_WHAT IS ASKED_
Go through the items below and copy out each line that contains the word "cloud".

Dataset rows:
- - - - -

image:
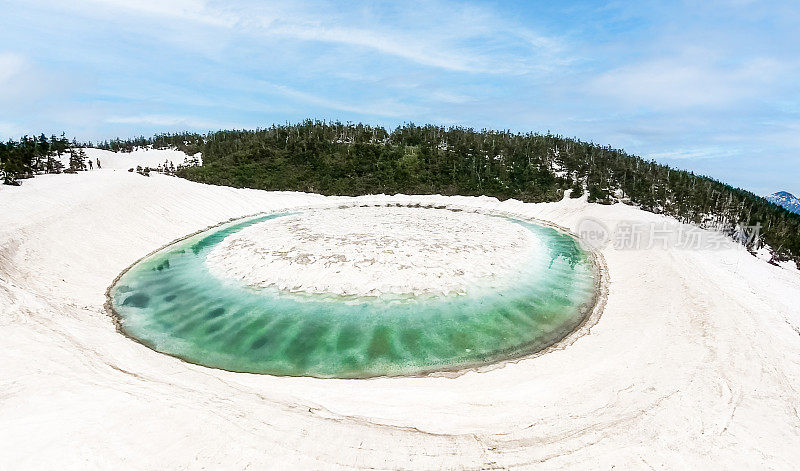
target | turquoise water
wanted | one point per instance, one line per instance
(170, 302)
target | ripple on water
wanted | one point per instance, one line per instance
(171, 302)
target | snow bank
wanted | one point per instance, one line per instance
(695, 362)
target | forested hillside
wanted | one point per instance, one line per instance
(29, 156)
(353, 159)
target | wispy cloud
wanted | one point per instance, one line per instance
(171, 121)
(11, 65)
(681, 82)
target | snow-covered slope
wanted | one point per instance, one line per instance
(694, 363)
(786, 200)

- - - - -

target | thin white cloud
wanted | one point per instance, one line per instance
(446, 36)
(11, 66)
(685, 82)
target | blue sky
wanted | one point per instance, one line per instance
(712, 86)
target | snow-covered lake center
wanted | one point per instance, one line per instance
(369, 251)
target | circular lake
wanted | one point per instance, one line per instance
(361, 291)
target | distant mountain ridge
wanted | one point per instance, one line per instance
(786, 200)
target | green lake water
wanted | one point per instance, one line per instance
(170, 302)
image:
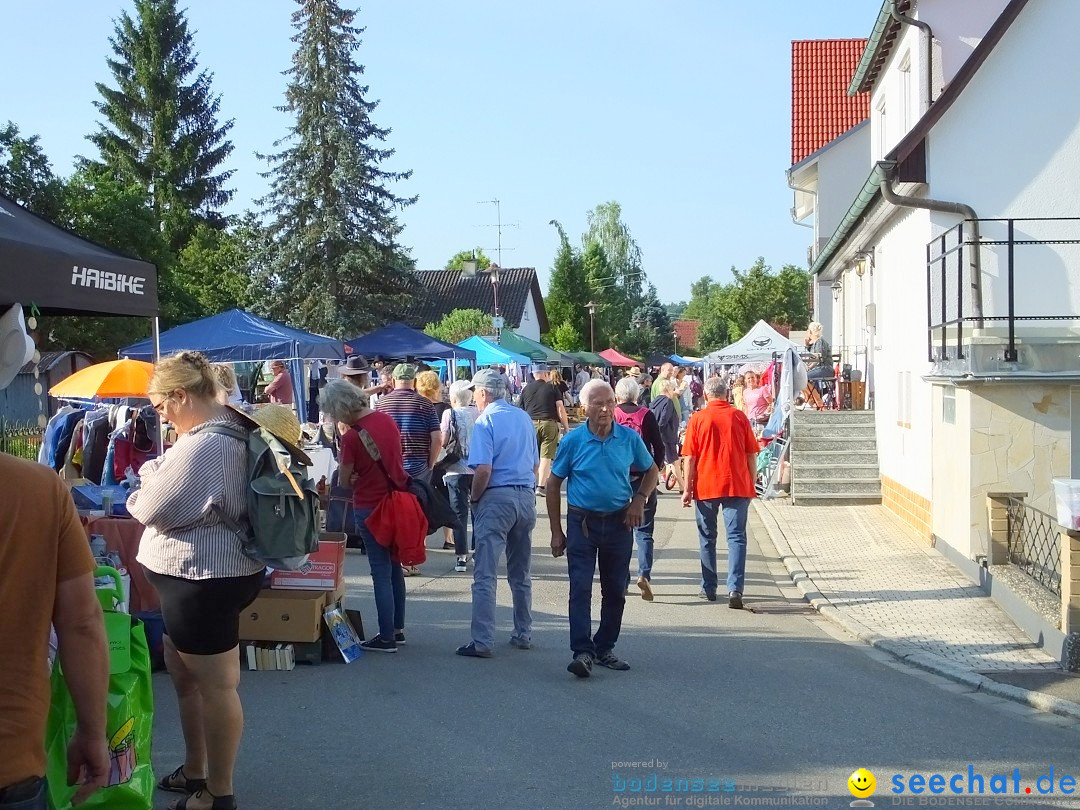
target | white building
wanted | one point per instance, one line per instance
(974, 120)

- - - - -

_CORRECT ANSWER_
target | wispy cloud
target | thin white cloud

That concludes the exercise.